Source records
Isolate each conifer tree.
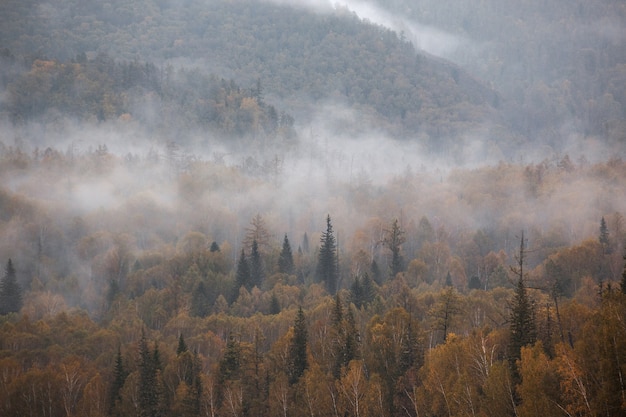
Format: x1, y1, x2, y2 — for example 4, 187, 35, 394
177, 334, 188, 356
232, 249, 250, 303
330, 295, 359, 378
384, 218, 405, 278
249, 239, 264, 288
0, 259, 22, 315
599, 216, 611, 254
210, 241, 220, 252
138, 331, 162, 417
278, 234, 294, 275
508, 232, 536, 371
269, 292, 281, 315
190, 281, 211, 317
109, 345, 128, 416
288, 306, 308, 384
316, 215, 338, 294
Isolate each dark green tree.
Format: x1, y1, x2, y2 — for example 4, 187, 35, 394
599, 216, 611, 254
109, 345, 128, 416
249, 239, 264, 288
177, 333, 188, 355
269, 292, 281, 315
350, 273, 376, 309
316, 215, 338, 294
287, 306, 308, 384
508, 232, 537, 371
138, 331, 163, 417
0, 259, 22, 315
190, 281, 211, 317
278, 234, 295, 275
232, 249, 250, 302
330, 295, 359, 379
384, 218, 405, 278
370, 259, 382, 285
210, 241, 220, 252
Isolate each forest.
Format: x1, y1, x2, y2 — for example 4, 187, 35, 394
1, 0, 626, 416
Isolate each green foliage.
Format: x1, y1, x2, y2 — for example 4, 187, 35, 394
0, 259, 22, 315
249, 240, 264, 289
287, 306, 308, 384
350, 273, 376, 309
277, 234, 294, 275
384, 219, 406, 278
316, 215, 338, 294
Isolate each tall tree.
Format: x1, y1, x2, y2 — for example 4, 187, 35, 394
109, 346, 128, 417
0, 259, 22, 315
249, 239, 264, 288
508, 232, 537, 372
138, 331, 163, 417
621, 246, 626, 294
288, 306, 308, 384
232, 249, 250, 302
317, 215, 338, 294
278, 234, 295, 275
384, 218, 406, 278
244, 214, 271, 253
599, 216, 611, 254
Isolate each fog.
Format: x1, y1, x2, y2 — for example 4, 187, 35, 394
263, 0, 466, 59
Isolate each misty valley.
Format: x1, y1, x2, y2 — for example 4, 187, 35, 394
0, 0, 625, 416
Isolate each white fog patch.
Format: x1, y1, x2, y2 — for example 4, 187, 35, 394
260, 0, 466, 59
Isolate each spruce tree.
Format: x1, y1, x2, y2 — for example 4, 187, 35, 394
138, 331, 161, 417
316, 215, 338, 294
384, 219, 405, 278
599, 216, 611, 254
232, 249, 250, 303
249, 239, 264, 288
210, 241, 220, 252
177, 334, 188, 355
278, 234, 295, 275
508, 232, 536, 370
288, 306, 308, 384
269, 292, 281, 315
0, 259, 22, 315
109, 346, 128, 416
190, 281, 211, 318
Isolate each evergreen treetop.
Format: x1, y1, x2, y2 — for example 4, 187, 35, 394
316, 215, 338, 294
0, 259, 22, 315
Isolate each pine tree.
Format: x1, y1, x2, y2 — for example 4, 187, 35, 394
138, 331, 162, 417
0, 259, 22, 315
370, 259, 382, 285
508, 232, 537, 371
232, 249, 250, 303
109, 346, 128, 416
177, 334, 188, 355
288, 306, 308, 384
384, 218, 405, 278
210, 241, 220, 252
269, 292, 281, 315
330, 295, 359, 379
599, 216, 611, 254
278, 234, 295, 275
316, 215, 338, 294
249, 239, 264, 288
190, 281, 211, 317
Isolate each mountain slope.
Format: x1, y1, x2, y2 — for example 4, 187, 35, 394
0, 0, 503, 145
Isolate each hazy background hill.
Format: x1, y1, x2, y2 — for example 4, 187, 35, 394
1, 0, 624, 159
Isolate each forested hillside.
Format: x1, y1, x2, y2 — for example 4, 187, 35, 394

**What to produce:**
A faithful copy of all the entries is required, pictures excluded.

**Answer to this problem:**
Isolate each conifer tree.
Format: x1, y1, x2, y2 — for example 4, 187, 35, 394
177, 334, 188, 356
232, 249, 250, 303
330, 295, 359, 378
384, 218, 405, 278
249, 239, 264, 288
0, 259, 22, 315
599, 216, 611, 254
210, 241, 220, 252
138, 331, 162, 417
278, 234, 294, 275
508, 232, 536, 371
269, 292, 281, 315
190, 281, 211, 317
109, 345, 128, 416
288, 306, 308, 384
316, 215, 338, 294
Isolate each dark green tree.
Format: x1, y1, x2, y2 — for example 4, 187, 35, 394
599, 216, 611, 254
109, 345, 128, 416
249, 239, 264, 288
177, 333, 188, 355
269, 292, 281, 315
350, 273, 376, 309
316, 215, 338, 294
287, 306, 308, 384
508, 232, 537, 371
138, 331, 163, 417
0, 259, 22, 315
190, 281, 211, 317
278, 234, 295, 275
232, 249, 250, 302
330, 295, 359, 379
384, 218, 405, 278
370, 259, 382, 285
210, 241, 220, 252
Isolate each forest.
Format: x1, y1, x2, y2 — for example 4, 187, 35, 394
1, 0, 626, 416
Isolate each green foliage.
Format: x1, y1, x2, y2 — for example 4, 187, 35, 394
0, 259, 22, 315
249, 240, 264, 289
287, 306, 308, 384
350, 273, 376, 309
277, 234, 294, 275
384, 219, 406, 278
316, 215, 338, 294
Isolate each tall tree.
Format: x1, y1, x2, y2 — for example 4, 187, 35, 394
109, 346, 128, 417
0, 259, 22, 315
249, 239, 264, 288
508, 232, 537, 372
138, 331, 163, 417
621, 246, 626, 294
288, 306, 308, 384
232, 249, 250, 302
317, 215, 338, 294
278, 234, 295, 275
384, 218, 406, 278
244, 214, 271, 253
599, 216, 611, 254
Isolate each fog.
Format: x1, y1, x2, y2 — for example 4, 187, 35, 394
263, 0, 466, 59
Isolate each misty valley.
Format: x1, y1, x2, y2 — for example 4, 187, 35, 394
0, 0, 625, 416
Isolate each white fog patch.
Format: x1, y1, x2, y2 — for example 4, 187, 35, 394
260, 0, 466, 59
Isolate each spruce tree.
Format: x1, y1, x2, y2 — for example 4, 187, 35, 394
138, 331, 161, 417
316, 215, 338, 294
384, 219, 405, 278
599, 216, 611, 254
232, 249, 250, 303
249, 239, 264, 288
210, 241, 220, 252
177, 334, 188, 355
278, 234, 295, 275
508, 232, 536, 370
288, 306, 308, 384
269, 292, 281, 315
0, 259, 22, 315
109, 346, 128, 416
190, 281, 211, 318
Isolate each evergreen treetop.
Format: x1, y1, x2, y2 — for example 4, 187, 35, 394
316, 215, 338, 294
0, 259, 22, 315
Isolate each pine tree.
Format: x1, y1, x2, y2 — for example 4, 187, 35, 394
138, 331, 162, 417
0, 259, 22, 315
370, 259, 382, 285
508, 232, 537, 371
232, 249, 250, 303
109, 346, 128, 416
177, 334, 188, 355
288, 306, 308, 384
384, 218, 405, 278
210, 241, 220, 252
269, 292, 281, 315
330, 295, 359, 379
599, 216, 611, 254
278, 234, 295, 275
316, 215, 338, 294
249, 239, 264, 288
190, 281, 211, 317
Isolate each mountain slope.
Format: x1, y1, x2, y2 — for example 4, 187, 35, 394
0, 0, 503, 145
Isolate each hazy background hill.
Format: x1, y1, x2, y2 — for example 4, 187, 35, 394
1, 0, 624, 159
Isolate each forested hillside.
Format: x1, y1, x2, y2 — for example 4, 187, 35, 394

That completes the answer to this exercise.